---------- Data entries
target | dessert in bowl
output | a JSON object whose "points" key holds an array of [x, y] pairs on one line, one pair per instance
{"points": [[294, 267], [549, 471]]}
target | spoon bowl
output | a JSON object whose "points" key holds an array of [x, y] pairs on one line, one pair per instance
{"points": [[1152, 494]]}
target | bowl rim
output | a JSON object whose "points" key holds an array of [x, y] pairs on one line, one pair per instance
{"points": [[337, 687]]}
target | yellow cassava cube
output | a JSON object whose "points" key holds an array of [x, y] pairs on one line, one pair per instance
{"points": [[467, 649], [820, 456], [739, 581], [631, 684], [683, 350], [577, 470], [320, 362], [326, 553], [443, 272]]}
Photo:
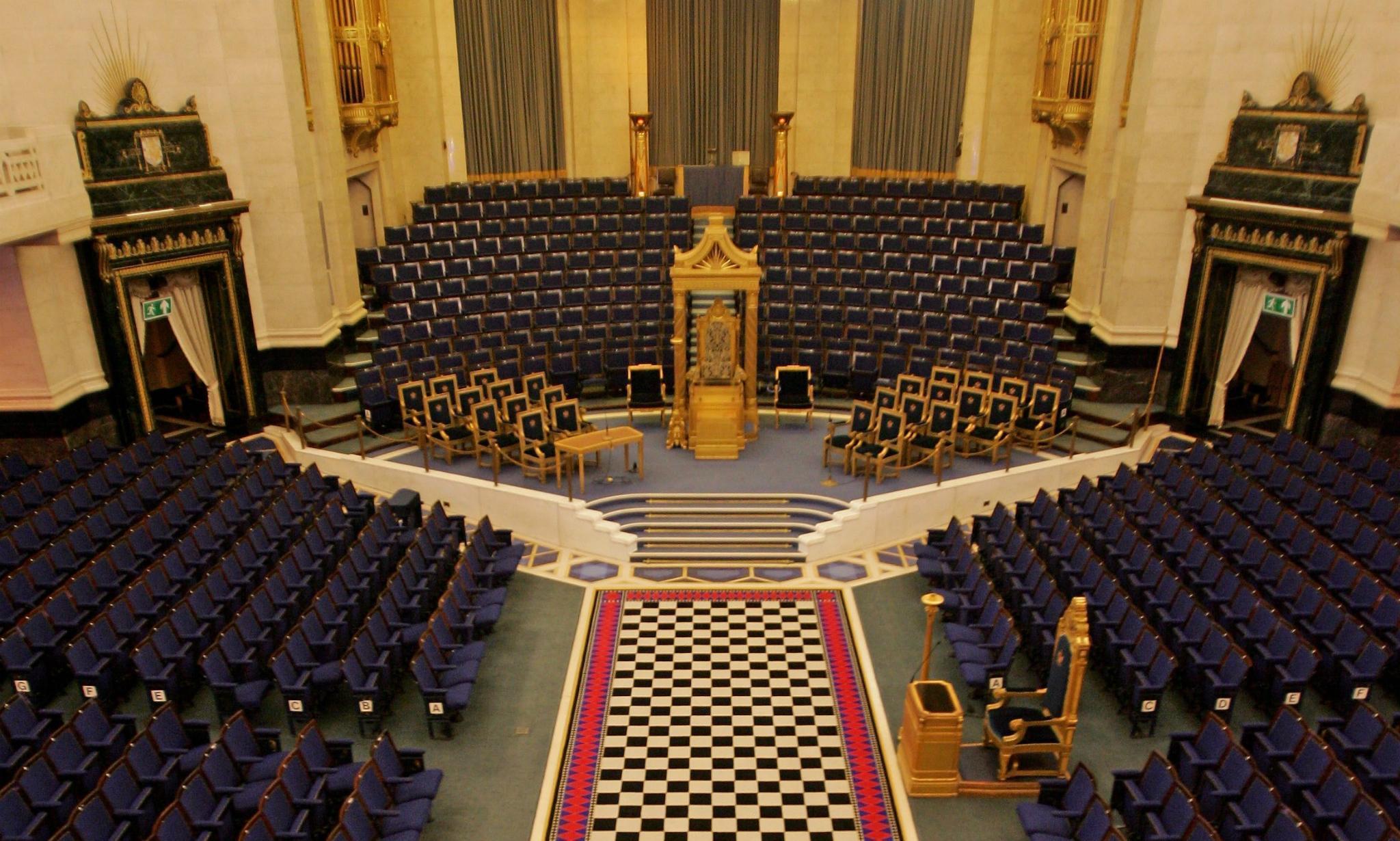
--------------------
Work instructions – Please copy all of the data above verbatim, leaving out the picture.

Finished answer –
target | dessert in bowl
output | a JSON object whose "points" key holds an array of [x, y] pairs on one line, one pair per instance
{"points": [[294, 267], [549, 471]]}
target | spoon bowl
output | a JSON object whose "points" key holds an array of [x, y] pairs on one line, one pair per instance
{"points": [[1152, 494]]}
target | bowl rim
output | a JSON object whose "points" key holds an array of [x, y] pairs on one line, one pair per instance
{"points": [[337, 687]]}
target | yellow cassava cube
output | a JSON object whose "points" key holds an array of [x, y] pairs on one line, one pair per instance
{"points": [[467, 649], [820, 456], [739, 581], [631, 684], [683, 350], [577, 470], [320, 362], [326, 553], [443, 272]]}
Photo:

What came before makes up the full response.